Passage to read.
8. The comics of Michael DeForge (various publishers): The last time you saw a cartoonist this good and this unique this young, you were probably reading the UT Austin student newspaper comics section and stumbling across a guy named Chris Ware. All four of DeForge’s best-ever comics — his divorced dad story in Lose #3, his shape-shifting/gender-bending erotica in Thickness #2, his self-published art-world fantasia Open Country, and his gorgeously colored body-horror webcomic Ant Comic — came out this year, none of them looking anything at all like anything you could picture before seeing your first Michael DeForge comic. It’s almost frightening to think where he’ll be five years from now, ten years from now…or even just this time next year.

7. The comics and art of Jonny Negron (various publishers): What if someone took Christina Hendricks’s walk across the parking lot and trip to the bathroom in Drive and made an entire comics career out of them? That is an enormously facile and reductive way to describe the disturbing, stylish, sexy, singular work of Jonny Negron, the breakout cartoonist of the year, but it at least points you in the right direction. No one’s ever thought to combine his muscular yet curiously dispassionate bullet-time approach to action and violence, his Yokoyama-esque spatial geometry, his attention to retrofuturistic fashion and style, his obvious love of the female body in all its shapes and sizes, and his ambient Lynchian terror; even if they had, it’d be tough to conceive of anyone building up his remarkable body of work in such a short period of time. Open up your Tumblr dashboard or crack an anthology (Thickness, Mould Map, Study Group, Smoke Signal, Negron and Jesse Balmer’s own Chameleon), and chances are good that Negron was the weirdest, best, most coldly beautiful thing in it. It’s like a raw, pure transmission from a fascinating brain.

6. The Wolf (Tom Neely, I Will Destroy You): Neely’s wordless, painted, at-times pornographic graphic novel feels like the successful final draft to various other prestigious projects’ false starts. It’s a far less didactic, more genuinely erotic attempt at high-art smut than Dave McKean’s Celluloid; a less self-conscious, more direct attempt at frankly depicting both the destructive and creative effects of sex on a relationship via symbolism than Craig Thompson’s Habibi; a blend of sex and horror and narrative and visual poetry and ugly shit and a happy ending that succeeds in each of these things where many comics choose to focus on only one or two.

5. The Cardboard Valise (Ben Katchor, Pantheon): Prep your time capsules, folks: You’d be hard pressed to find an artifact that better conveys our national predicament than Ben Katchor’s latest comic-strip collection, a series of intertwined vignettes created largely before the Great Recession and our political class’s utter failure to adequately address it, but which nonetheless appears to anticipate it. Its message — that blind nationalism is the prestige of the magic trick used by hucksters to financially and culturally ruin societies for their own profit — is delightfully easy to miss amid Katchor’s remarkable depictions of lost fads, trends, jobs, tourist attractions, and other detritus of the dying American Century. He’s the very most funnest Cassandra around.

Exercise details. Continue the countdown of the year's best comics after its last sentence, starting past the entry on The Cardboard Valise. The data that comes next is separate material with no connection to the comics countdown.

Records.
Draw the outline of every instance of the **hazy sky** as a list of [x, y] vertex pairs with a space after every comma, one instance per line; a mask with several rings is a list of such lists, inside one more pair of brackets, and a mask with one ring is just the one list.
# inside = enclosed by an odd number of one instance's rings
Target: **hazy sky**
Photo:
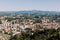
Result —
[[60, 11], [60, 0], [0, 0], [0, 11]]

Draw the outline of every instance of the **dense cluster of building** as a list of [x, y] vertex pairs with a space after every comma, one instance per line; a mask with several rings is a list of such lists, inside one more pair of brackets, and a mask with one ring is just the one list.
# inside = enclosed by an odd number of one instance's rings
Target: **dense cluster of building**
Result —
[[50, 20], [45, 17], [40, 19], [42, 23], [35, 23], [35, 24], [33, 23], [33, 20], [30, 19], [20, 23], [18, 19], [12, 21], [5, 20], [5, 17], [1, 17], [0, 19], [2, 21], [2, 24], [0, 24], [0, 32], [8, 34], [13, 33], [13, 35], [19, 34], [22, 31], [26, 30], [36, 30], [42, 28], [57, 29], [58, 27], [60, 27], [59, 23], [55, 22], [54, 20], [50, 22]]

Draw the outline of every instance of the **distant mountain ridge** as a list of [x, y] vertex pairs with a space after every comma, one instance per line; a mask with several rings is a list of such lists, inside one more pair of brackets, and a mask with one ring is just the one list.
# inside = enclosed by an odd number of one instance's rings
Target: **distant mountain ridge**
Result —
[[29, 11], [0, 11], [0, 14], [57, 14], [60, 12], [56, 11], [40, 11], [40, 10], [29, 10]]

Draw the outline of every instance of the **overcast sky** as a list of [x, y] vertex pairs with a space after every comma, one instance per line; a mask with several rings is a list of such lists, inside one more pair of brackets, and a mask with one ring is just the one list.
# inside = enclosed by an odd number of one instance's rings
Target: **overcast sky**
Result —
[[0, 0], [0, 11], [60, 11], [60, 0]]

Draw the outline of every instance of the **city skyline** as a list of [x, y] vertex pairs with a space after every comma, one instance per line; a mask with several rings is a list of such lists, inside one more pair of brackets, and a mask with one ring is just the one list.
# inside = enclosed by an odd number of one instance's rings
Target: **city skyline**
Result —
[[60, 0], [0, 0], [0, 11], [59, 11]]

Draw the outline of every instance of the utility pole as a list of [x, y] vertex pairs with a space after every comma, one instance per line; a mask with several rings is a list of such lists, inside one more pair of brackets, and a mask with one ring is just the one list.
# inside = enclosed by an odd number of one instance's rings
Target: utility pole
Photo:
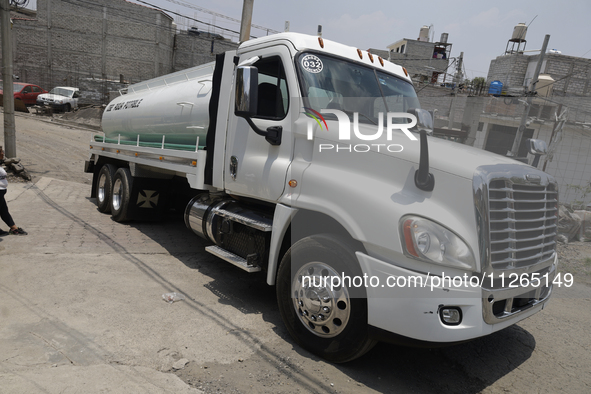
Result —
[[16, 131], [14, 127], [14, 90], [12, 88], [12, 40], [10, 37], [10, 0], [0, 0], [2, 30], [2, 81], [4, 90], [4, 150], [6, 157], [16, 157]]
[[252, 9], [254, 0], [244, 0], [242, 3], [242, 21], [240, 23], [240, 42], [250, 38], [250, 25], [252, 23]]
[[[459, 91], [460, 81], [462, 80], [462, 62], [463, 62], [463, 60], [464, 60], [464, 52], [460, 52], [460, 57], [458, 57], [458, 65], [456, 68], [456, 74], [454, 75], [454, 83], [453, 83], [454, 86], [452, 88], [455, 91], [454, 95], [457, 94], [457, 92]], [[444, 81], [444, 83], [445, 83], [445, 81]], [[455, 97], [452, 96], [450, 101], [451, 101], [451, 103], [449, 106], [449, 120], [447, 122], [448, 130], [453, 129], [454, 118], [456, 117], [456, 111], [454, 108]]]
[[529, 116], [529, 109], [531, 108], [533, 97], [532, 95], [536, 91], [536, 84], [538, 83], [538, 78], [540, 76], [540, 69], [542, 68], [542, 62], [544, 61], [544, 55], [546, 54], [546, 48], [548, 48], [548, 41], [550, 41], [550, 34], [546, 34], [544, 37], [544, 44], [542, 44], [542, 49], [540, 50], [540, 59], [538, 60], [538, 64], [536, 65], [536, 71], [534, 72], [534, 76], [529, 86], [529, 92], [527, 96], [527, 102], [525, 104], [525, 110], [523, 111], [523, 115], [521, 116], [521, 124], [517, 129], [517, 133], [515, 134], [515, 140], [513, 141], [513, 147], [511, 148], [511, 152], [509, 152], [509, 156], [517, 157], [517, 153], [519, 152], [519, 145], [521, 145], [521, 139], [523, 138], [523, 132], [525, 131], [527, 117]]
==
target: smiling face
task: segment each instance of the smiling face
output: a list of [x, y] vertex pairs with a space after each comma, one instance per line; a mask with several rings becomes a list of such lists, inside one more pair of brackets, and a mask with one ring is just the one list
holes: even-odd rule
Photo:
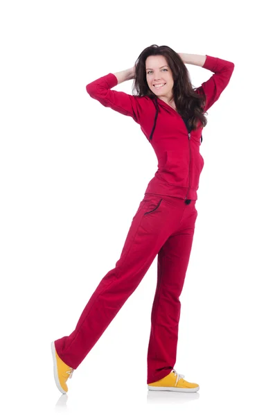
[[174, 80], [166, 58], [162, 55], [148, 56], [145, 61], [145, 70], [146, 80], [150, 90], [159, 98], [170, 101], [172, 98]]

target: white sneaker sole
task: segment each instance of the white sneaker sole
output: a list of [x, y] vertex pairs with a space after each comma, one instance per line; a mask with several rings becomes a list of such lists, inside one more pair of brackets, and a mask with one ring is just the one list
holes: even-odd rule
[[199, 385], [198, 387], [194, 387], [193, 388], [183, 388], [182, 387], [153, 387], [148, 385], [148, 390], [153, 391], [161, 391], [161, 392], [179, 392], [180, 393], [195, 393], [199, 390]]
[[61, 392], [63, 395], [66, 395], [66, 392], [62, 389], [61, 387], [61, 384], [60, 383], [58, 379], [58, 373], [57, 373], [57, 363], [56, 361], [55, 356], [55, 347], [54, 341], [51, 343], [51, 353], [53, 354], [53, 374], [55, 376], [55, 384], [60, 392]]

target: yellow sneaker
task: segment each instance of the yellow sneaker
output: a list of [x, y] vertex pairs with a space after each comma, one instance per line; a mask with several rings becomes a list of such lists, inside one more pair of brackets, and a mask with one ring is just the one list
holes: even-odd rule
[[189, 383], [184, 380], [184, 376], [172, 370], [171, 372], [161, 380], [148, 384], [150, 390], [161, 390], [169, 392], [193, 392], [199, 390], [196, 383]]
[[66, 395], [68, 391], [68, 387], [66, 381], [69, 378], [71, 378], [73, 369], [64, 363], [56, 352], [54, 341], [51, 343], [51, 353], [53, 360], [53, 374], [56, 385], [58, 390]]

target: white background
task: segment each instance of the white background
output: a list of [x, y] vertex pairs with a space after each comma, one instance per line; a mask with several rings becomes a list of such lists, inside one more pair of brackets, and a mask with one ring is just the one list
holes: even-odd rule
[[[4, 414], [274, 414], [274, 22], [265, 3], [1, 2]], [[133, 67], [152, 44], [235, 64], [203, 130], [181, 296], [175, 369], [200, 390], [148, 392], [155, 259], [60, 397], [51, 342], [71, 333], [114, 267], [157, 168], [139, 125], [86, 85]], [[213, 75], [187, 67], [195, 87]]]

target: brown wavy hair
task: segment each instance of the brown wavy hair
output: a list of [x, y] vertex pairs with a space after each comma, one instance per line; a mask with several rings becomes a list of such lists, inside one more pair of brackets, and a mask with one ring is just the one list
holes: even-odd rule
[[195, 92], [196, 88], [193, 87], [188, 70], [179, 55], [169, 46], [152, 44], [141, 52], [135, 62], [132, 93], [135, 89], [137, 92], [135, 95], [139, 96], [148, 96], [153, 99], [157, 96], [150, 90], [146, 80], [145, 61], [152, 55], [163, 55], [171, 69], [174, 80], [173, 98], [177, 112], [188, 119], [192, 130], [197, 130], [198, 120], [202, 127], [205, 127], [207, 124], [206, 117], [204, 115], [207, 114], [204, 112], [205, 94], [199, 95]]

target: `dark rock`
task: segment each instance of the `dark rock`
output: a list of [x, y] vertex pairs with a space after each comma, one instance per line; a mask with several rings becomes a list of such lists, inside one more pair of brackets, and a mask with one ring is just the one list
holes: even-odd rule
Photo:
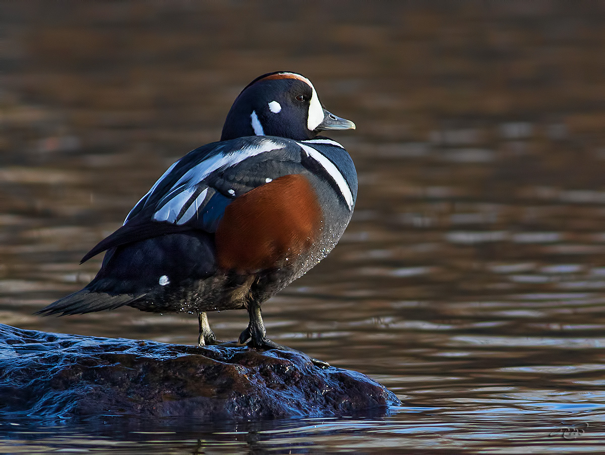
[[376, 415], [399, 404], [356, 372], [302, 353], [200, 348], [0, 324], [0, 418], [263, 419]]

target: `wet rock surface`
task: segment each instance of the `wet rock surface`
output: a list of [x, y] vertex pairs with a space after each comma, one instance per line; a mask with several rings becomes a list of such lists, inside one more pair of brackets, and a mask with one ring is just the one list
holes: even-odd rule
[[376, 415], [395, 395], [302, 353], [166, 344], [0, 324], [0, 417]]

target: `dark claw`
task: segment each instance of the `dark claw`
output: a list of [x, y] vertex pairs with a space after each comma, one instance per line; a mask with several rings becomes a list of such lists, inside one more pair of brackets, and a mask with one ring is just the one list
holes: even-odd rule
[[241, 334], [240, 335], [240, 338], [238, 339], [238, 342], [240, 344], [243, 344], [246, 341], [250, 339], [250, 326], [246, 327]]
--
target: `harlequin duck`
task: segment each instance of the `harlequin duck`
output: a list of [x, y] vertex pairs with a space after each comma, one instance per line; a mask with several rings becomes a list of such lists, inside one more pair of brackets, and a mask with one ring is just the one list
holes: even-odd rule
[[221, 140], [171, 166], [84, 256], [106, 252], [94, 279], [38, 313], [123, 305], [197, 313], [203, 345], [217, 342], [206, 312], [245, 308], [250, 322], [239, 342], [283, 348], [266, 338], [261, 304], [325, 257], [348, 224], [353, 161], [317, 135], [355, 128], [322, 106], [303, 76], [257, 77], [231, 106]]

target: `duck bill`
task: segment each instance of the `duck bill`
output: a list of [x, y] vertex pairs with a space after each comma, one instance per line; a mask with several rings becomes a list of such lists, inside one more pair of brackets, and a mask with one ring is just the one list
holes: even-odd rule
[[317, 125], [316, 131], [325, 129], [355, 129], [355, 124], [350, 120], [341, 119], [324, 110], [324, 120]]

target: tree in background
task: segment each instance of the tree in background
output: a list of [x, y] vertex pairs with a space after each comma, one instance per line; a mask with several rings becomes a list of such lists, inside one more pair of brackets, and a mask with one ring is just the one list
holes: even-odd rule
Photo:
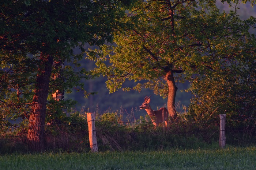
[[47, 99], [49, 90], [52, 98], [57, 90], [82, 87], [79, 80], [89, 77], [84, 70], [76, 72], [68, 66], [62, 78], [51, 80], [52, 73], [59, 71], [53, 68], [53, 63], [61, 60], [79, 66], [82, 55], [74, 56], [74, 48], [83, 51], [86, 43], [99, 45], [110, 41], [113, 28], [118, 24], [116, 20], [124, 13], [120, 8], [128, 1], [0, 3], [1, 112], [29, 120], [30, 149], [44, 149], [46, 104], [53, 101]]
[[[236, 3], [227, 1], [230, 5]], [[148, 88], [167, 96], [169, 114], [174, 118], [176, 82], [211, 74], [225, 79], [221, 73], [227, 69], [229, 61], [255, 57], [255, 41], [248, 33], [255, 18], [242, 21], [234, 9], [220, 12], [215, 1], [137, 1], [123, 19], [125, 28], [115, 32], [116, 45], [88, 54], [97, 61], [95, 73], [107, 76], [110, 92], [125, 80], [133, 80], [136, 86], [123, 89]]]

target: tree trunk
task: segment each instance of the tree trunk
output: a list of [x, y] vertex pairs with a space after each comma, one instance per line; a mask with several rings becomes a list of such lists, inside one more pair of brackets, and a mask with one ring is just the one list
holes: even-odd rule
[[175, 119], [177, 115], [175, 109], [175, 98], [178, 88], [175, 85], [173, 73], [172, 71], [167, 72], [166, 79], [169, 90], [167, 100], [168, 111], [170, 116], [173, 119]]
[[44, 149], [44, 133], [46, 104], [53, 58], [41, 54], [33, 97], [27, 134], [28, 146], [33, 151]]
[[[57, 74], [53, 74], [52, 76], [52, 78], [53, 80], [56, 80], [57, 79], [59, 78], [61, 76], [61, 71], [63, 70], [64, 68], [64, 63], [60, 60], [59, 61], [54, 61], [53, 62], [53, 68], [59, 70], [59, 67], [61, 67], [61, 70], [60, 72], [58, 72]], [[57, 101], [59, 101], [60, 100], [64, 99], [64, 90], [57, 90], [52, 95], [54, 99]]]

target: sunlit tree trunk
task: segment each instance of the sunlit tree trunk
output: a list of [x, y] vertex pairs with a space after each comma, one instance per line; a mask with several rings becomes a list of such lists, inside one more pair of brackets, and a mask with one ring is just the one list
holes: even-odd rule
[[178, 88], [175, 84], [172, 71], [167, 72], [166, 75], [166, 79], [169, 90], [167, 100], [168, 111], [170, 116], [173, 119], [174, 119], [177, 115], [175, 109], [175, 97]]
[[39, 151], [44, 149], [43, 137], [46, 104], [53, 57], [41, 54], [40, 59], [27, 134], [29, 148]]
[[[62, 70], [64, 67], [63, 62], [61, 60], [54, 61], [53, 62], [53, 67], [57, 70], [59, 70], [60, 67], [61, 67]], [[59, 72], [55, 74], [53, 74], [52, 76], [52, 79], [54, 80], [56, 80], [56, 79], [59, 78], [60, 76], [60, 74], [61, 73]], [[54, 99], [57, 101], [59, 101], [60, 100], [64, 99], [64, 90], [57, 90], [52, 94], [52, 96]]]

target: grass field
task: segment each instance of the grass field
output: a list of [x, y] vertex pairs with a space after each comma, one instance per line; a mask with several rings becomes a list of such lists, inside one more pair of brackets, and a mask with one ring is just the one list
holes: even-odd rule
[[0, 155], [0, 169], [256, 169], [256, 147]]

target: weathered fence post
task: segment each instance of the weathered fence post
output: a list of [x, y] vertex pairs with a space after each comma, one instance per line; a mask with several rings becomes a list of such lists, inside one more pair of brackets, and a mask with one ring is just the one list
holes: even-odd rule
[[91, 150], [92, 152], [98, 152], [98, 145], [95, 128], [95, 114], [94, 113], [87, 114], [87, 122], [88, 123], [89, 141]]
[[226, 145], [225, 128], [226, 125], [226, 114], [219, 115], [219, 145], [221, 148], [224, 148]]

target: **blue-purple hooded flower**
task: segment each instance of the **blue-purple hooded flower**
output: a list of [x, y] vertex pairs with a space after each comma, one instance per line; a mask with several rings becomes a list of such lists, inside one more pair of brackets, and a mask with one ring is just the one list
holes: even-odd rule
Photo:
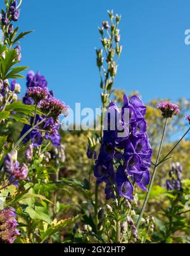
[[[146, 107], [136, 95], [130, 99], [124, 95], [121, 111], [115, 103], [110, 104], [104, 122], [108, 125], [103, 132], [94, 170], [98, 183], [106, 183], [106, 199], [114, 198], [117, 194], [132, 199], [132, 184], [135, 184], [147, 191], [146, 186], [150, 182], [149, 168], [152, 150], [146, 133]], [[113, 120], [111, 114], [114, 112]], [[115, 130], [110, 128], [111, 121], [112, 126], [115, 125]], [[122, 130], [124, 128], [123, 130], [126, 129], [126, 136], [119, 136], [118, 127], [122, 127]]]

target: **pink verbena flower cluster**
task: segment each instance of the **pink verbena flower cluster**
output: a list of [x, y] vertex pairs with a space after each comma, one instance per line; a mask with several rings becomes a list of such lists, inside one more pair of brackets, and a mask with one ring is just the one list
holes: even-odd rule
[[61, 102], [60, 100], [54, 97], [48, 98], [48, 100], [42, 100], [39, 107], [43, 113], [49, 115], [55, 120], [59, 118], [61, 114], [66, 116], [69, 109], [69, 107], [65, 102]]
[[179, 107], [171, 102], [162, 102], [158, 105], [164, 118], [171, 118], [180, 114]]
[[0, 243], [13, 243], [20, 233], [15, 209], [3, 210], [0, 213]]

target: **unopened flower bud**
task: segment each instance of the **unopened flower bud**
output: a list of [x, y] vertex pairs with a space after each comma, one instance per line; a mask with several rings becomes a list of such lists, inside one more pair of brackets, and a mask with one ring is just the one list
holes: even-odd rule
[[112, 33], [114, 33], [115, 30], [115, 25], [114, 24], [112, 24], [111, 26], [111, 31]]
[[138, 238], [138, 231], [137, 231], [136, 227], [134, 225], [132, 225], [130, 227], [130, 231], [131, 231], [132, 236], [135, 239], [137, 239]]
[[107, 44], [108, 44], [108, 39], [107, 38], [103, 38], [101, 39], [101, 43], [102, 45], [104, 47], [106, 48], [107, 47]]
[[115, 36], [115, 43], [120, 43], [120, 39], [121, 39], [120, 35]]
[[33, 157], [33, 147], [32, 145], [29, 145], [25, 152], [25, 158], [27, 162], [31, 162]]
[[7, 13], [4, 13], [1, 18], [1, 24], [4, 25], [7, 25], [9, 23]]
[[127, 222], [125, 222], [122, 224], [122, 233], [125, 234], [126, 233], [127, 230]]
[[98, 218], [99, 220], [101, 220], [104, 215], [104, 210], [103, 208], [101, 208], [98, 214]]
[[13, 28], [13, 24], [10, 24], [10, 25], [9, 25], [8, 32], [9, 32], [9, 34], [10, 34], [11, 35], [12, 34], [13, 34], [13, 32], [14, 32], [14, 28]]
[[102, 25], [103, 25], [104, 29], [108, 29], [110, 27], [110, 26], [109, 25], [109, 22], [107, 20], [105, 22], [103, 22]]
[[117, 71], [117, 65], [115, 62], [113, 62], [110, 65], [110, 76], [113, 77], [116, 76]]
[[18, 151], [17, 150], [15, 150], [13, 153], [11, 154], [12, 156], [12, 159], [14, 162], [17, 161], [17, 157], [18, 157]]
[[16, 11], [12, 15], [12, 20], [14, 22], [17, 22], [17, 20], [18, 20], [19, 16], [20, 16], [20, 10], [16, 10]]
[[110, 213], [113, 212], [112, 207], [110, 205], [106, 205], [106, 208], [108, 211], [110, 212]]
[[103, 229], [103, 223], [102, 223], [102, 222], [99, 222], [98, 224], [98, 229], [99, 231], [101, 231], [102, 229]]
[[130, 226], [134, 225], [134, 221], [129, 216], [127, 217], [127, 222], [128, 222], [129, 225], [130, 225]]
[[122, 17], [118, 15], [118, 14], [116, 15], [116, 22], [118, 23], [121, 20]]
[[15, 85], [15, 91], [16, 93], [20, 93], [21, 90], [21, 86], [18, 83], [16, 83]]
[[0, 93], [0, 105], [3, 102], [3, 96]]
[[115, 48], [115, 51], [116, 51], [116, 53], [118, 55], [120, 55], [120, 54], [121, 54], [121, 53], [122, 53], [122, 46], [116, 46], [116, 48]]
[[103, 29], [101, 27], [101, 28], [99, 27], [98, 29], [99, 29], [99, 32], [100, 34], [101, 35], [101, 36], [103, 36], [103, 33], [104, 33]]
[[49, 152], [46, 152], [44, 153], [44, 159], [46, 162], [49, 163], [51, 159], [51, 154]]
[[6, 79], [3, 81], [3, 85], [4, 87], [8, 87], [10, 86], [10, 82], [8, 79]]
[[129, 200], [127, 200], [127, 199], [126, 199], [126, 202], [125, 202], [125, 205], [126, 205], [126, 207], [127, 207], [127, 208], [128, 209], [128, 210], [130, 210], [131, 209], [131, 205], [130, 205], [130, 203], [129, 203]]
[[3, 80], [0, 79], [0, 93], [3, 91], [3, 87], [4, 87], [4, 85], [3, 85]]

Task result.
4. Love from the Shadows (Gilbert Hernandez, Fantagraphics): I picture Gilbert Hernandez approaching his drawing board these days like Lawrence of Arabia approaching a Turkish convoy: “NO PRISONERS! NO PRISONERS!” In a year suffused with comics funneling pitch-black darkness through a combination of sex and horror, none were blacker, sexier, or more horrific than this gender-bending exploitation flick from Beto’s “Fritz-verse.” None also functioned as a rejection of the work that made its creator famous like this one did, either. Not a crowd-pleaser like his brother, but every bit as brilliant, every bit as fearless.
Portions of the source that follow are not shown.